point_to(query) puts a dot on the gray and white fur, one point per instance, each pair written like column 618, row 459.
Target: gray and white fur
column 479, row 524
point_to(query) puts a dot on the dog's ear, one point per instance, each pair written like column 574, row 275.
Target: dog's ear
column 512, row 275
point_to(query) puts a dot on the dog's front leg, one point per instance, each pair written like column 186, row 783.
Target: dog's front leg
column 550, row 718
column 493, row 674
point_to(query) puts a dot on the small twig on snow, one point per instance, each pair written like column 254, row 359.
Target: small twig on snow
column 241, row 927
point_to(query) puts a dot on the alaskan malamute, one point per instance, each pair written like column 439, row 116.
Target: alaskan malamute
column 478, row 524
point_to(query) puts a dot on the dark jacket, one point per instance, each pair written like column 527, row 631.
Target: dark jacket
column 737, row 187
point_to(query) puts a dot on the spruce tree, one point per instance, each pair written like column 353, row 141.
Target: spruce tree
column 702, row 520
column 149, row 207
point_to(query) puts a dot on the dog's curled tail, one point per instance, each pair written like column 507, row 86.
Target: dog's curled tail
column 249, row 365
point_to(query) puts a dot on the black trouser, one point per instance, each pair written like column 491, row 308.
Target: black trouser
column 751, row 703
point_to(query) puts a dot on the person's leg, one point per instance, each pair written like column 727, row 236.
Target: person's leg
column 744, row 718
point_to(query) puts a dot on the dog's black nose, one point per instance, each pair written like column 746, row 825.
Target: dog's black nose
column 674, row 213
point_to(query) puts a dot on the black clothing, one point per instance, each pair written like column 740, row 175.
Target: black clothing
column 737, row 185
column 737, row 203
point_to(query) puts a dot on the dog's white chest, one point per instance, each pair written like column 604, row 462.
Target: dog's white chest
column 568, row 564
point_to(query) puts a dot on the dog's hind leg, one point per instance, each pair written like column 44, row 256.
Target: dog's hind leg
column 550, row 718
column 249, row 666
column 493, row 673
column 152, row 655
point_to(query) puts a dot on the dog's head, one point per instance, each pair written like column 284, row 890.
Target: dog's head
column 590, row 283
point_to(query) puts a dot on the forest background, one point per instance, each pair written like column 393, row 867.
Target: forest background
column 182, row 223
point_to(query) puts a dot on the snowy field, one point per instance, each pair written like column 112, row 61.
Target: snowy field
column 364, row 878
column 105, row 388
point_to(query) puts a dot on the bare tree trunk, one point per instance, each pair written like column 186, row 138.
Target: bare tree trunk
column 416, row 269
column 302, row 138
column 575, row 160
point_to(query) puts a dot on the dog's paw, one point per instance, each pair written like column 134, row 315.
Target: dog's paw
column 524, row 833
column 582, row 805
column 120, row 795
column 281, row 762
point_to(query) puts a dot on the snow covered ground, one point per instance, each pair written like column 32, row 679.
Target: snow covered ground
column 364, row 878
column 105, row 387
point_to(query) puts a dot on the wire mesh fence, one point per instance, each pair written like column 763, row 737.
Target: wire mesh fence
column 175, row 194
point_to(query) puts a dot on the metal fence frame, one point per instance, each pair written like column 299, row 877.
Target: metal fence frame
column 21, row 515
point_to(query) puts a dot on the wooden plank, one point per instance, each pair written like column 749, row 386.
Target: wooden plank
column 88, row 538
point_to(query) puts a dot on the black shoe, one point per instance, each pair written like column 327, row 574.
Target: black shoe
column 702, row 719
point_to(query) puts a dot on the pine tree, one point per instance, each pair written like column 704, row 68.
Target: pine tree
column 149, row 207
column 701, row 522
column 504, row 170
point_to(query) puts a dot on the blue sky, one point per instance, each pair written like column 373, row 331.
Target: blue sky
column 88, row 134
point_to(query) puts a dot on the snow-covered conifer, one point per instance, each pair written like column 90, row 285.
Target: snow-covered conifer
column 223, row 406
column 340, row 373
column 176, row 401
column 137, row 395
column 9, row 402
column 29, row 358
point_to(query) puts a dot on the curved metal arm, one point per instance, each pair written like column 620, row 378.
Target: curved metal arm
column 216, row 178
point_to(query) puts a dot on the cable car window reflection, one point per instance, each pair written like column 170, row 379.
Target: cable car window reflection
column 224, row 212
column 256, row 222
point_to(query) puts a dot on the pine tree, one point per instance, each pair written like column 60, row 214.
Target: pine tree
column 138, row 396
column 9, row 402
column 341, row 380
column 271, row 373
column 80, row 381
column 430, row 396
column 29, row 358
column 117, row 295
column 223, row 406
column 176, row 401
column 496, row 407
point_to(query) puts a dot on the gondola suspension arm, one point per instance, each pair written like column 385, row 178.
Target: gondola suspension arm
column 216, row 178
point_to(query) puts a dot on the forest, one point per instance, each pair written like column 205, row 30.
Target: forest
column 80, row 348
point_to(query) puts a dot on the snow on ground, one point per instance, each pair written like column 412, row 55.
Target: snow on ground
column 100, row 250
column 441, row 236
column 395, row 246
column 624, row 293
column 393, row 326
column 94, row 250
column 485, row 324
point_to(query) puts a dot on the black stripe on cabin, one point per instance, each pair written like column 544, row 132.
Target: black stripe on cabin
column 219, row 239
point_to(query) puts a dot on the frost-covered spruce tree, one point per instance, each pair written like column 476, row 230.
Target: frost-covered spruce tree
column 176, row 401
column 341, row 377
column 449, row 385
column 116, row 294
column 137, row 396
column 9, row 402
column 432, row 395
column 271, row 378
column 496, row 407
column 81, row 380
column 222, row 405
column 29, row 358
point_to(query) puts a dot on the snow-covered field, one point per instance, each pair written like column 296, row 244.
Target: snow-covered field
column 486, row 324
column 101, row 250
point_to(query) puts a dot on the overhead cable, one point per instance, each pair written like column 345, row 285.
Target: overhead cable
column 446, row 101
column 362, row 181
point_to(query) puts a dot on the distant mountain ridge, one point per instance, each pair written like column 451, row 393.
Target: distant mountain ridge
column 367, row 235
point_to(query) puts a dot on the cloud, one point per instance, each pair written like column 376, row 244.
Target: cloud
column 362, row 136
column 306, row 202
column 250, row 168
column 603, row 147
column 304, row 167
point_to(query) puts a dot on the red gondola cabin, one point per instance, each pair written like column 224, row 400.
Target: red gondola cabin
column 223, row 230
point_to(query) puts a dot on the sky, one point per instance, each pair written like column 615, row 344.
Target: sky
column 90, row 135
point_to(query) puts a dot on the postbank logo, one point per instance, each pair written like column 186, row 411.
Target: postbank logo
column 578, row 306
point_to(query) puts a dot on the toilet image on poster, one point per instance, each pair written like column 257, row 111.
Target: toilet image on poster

——

• [Aim]: Return, character for character, the part of the listing above that opens with the line containing "point_to(query) puts a dot on the cloud, one" and closes with the line containing "column 578, row 306", including both of those lines.

• [Output]:
point_to(query) puts a dot on the cloud, one point per instance, each pair written like column 376, row 244.
Target: cloud
column 362, row 136
column 306, row 202
column 250, row 168
column 603, row 147
column 304, row 167
point_to(query) puts a dot on the red gondola cabin, one point per instance, each pair written like column 224, row 400.
Target: red gondola cabin
column 223, row 230
point_to(query) puts a dot on the sky, one point per instance, each pair written like column 615, row 344.
Target: sky
column 90, row 135
point_to(query) puts a dot on the postbank logo, one point per instance, each pair written like column 186, row 411.
Target: postbank logo
column 578, row 306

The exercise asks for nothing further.